TASK DETAILS -
Please render each line of the data below as one string in a JSON list, skipping any blank lines. Leave the pictures out of your answer.

MATERIAL SUPPLIED -
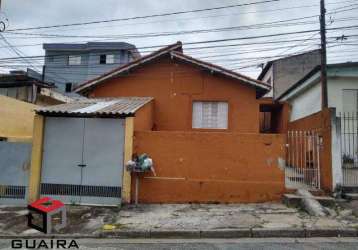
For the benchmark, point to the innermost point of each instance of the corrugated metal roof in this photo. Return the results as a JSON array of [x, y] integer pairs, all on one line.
[[106, 107]]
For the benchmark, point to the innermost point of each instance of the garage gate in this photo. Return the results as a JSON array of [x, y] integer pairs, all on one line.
[[83, 160]]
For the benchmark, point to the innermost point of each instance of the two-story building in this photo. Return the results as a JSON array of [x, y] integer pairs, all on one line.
[[68, 65]]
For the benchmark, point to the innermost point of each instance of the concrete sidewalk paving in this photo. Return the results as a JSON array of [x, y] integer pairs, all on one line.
[[190, 221]]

FINISHED TASK -
[
  "For the benchmark, point to the innermost point of each instance of the corrugated metal roof in this photo. Return the results as a JSON array of [x, y] integer pairs, all on one line.",
  "[[106, 107]]",
  "For the benchmark, point to the innermost point of each instance of the garage gate in this photo. Return the results as a JSON array of [x, y] integer pairs, all on one line.",
  "[[83, 160]]",
  "For the benchmark, point to the innermost point of each instance of the two-story building in this photo. Return the results as a JSON array of [x, y] integer pairs, all on one line.",
  "[[68, 65]]",
  "For the benchmark, point to the innermost point of each instance of the concrete sidewalk paving in this photo. Return the results as a JSON array of [x, y] integer pairs, all on one line.",
  "[[190, 221]]"
]